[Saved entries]
____________________
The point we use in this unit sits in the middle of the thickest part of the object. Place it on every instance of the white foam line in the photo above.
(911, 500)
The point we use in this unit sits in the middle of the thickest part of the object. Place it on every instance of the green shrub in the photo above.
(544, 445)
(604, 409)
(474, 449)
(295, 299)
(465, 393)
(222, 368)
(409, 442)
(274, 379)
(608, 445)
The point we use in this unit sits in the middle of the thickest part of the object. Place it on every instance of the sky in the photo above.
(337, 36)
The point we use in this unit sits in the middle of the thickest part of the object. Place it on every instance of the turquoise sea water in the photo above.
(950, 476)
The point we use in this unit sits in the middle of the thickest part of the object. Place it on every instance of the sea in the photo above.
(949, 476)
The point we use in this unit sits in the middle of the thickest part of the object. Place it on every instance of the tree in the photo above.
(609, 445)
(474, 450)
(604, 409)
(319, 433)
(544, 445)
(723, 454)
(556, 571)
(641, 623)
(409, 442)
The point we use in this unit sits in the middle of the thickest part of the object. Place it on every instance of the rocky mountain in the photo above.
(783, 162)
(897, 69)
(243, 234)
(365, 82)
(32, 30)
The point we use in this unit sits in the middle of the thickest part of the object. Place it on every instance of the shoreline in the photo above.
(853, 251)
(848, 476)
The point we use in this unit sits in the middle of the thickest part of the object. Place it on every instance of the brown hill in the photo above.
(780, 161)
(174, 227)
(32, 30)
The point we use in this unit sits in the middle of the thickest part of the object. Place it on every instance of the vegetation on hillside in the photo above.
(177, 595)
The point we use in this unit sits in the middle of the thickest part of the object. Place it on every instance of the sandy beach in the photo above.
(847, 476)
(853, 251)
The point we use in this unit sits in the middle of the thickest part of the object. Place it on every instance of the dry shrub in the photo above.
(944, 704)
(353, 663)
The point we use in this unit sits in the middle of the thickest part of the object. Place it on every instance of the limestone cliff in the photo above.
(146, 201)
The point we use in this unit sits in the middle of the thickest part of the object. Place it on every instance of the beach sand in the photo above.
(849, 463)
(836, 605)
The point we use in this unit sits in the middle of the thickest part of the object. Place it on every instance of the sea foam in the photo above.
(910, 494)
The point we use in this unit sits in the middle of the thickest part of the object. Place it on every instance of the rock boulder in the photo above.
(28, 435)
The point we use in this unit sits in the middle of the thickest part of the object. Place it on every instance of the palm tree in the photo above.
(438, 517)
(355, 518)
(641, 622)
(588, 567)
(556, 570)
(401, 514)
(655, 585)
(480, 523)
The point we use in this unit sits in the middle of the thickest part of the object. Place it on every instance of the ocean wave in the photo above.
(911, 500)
____________________
Work request: Begin with the line that contains "shoreline in the photo above." and set down each line exactly until the records above end, including the final line.

Answer to the exercise:
The point we use in this unit sits in the middle of the thickest part of the object. Place it on every instance of the shoreline in the photo above.
(853, 251)
(848, 476)
The point we use in this unit sits in the middle of the thickest part of the object. Place it on every instance of the brown hill in the photo above.
(780, 161)
(174, 227)
(32, 30)
The point we use in this unit sits in the middle of the thickest part of the object. Place it on every instance of the vegetation on hillside in the photo above.
(177, 595)
The point we use in this unit sits in the middle of the thickest part of the object. Place it on every instance of the sandy beach in the photo above.
(847, 476)
(853, 251)
The point we use in this unit sits in the middle of the thickest part of the object. Place it on every instance of the dry shrub in the photo above.
(944, 704)
(353, 663)
The point we use in this unit sits in the middle of the thickest part of the object. Place it on every instance of the limestone cliff in the photo above.
(146, 201)
The point we use in this unit sits in the middle of the thickest part of the object. Place it on every instance of the beach sand in the photo above.
(849, 463)
(836, 605)
The point we use in this unit sits in the middle of the thickest part of the object. Place it on every instance of the sea foam in the photo above.
(910, 494)
The point we use in this unit sits in the middle of the thickest part of the object. Place it on every instance of the rock boulder in the photo above.
(28, 435)
The point we use in this unit sits in the middle of the thickest part of the object. Place it on every instance of the palm tree in the photo above.
(438, 517)
(355, 518)
(641, 622)
(588, 567)
(556, 570)
(401, 514)
(655, 585)
(480, 523)
The point we use in this unit sits in the middle of the thickest part of the object. Place it on every instance of the ocean wave in the photo above.
(911, 500)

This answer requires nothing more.